> _Problem to work on_:
Copy out the items below, swapping every "rough mask" for "coarse mask" and keeping everything else the same. Leave the pictures out of your copy.
#####
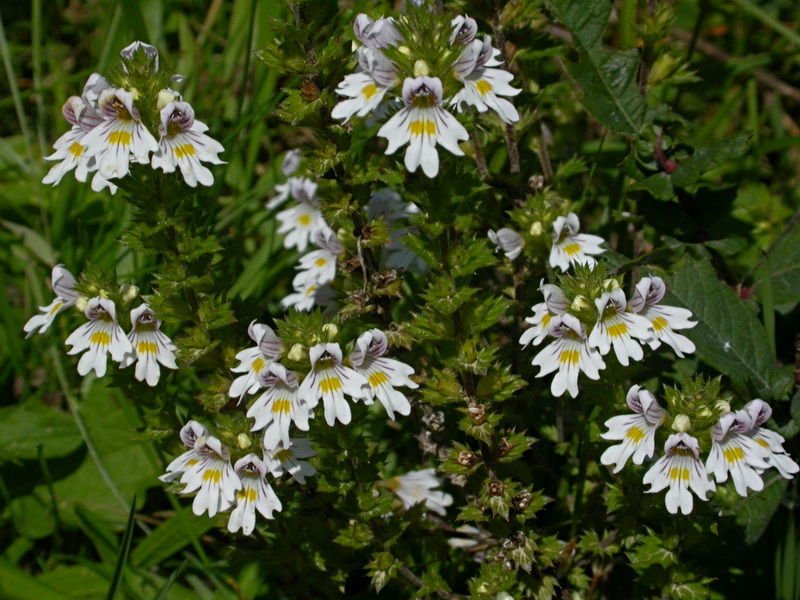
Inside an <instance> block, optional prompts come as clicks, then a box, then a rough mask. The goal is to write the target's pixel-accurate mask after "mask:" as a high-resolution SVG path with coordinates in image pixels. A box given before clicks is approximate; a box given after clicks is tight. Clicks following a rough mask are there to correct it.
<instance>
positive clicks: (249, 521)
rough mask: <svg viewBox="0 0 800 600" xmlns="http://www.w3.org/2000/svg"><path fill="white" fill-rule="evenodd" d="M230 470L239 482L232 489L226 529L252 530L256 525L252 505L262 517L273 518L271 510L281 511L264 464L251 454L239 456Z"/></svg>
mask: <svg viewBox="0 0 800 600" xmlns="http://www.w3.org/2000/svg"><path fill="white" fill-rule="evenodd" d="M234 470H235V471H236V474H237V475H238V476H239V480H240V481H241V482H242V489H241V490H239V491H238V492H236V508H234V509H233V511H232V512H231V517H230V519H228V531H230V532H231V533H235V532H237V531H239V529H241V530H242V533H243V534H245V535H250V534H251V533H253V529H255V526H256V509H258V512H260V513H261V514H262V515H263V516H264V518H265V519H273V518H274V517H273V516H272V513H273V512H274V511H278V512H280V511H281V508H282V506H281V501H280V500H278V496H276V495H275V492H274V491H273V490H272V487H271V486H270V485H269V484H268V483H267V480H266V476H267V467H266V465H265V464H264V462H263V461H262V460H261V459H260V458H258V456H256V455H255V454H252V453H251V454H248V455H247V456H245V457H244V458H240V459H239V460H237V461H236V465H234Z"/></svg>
#####
> _Exercise result_:
Inside an <instance> block, optional prompts come as clicks, then a box, then a coarse mask. The goal is to write the target's pixel-accurate mask after "mask:" as a high-resolution SVG path with coordinates in image pixels. A box given before clicks is approximate; a box given after clicks is tight. Clicks following a coarse mask are there to correct it.
<instance>
positive clicks: (249, 521)
coarse mask: <svg viewBox="0 0 800 600" xmlns="http://www.w3.org/2000/svg"><path fill="white" fill-rule="evenodd" d="M230 470L239 482L232 489L226 529L252 530L256 525L252 505L262 517L273 518L271 510L281 511L264 464L251 454L239 456Z"/></svg>
mask: <svg viewBox="0 0 800 600" xmlns="http://www.w3.org/2000/svg"><path fill="white" fill-rule="evenodd" d="M234 470H235V471H236V474H237V475H238V476H239V480H240V481H241V482H242V489H241V490H239V491H238V492H236V508H234V509H233V511H232V512H231V517H230V519H228V531H230V532H231V533H235V532H237V531H239V529H241V530H242V533H243V534H245V535H250V534H251V533H253V529H255V526H256V509H258V512H260V513H261V514H262V515H263V516H264V518H265V519H273V518H274V517H273V516H272V513H273V512H274V511H278V512H280V511H281V508H282V506H281V501H280V500H278V496H276V495H275V492H274V491H273V490H272V487H271V486H270V485H269V484H268V483H267V480H266V476H267V467H266V465H265V464H264V462H263V461H262V460H261V459H260V458H258V456H256V455H255V454H252V453H251V454H248V455H247V456H245V457H244V458H240V459H239V460H237V461H236V465H234Z"/></svg>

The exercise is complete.